--- Start of Material to process ---
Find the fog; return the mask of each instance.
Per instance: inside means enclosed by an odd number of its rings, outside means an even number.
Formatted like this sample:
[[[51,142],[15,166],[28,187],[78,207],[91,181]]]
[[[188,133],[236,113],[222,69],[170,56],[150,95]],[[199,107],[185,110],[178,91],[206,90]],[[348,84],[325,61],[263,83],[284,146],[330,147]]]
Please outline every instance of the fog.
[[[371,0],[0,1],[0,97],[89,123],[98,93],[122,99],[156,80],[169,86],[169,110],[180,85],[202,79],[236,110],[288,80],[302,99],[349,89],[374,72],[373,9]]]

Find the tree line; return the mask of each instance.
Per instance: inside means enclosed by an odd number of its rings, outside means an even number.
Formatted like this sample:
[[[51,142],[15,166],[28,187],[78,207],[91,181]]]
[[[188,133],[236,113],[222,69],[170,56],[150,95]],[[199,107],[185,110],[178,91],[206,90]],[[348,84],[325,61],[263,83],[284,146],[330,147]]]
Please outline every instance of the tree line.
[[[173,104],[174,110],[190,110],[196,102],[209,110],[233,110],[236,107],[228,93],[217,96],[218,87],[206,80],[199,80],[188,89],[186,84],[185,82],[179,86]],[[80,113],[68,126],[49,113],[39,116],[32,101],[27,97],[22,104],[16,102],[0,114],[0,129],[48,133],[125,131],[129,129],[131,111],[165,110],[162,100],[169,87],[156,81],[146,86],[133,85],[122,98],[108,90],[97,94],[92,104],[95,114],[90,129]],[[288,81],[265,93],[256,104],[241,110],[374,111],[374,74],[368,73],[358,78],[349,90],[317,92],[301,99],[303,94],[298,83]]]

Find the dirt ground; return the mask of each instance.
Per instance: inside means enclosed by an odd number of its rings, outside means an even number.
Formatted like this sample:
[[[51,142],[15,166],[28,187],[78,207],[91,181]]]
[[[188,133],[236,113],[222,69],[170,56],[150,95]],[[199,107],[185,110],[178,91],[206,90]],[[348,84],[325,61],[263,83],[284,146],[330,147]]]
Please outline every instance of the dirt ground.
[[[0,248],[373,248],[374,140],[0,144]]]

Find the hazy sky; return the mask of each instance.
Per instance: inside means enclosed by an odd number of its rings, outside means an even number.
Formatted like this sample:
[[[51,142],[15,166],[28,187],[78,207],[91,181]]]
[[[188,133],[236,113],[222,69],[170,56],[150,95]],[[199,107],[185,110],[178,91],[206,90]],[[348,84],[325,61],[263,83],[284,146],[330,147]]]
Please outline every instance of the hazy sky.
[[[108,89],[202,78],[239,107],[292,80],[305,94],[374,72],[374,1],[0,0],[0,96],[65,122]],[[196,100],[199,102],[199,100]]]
--- End of Material to process ---
→ Short exercise
Rewrite the items from the line with "Find the dirt" through the end of the items, replacing "dirt ground" with "bare soil" and leaving everything else unchanged.

→ Output for this exercise
Find the bare soil; return the mask of each instance.
Per instance: inside means enclosed by an odd number of its rings, outside means an even number.
Formatted like this sample:
[[[51,142],[15,166],[28,187],[78,207],[91,181]]]
[[[188,133],[236,113],[222,69],[170,56],[150,95]],[[199,107],[185,110],[178,91],[206,90]],[[348,84],[325,61],[263,83],[284,146],[330,147]]]
Please outline every instance of the bare soil.
[[[0,248],[373,248],[374,140],[0,144]]]

Find the hazy sky; return the mask of each instance.
Per instance: inside means enclosed by an odd number of its rings, outside means an even number.
Formatted like this sample:
[[[51,142],[15,166],[28,187],[78,207],[91,181]]]
[[[188,133],[236,113],[222,69],[170,56],[150,95]],[[199,107],[185,110],[178,91],[206,90]],[[348,84],[325,61],[263,83],[284,146],[330,147]]]
Please outline every instance of the hazy sky.
[[[108,89],[202,78],[239,107],[292,80],[305,94],[374,72],[374,1],[0,0],[0,96],[65,122]],[[196,100],[199,102],[199,100]]]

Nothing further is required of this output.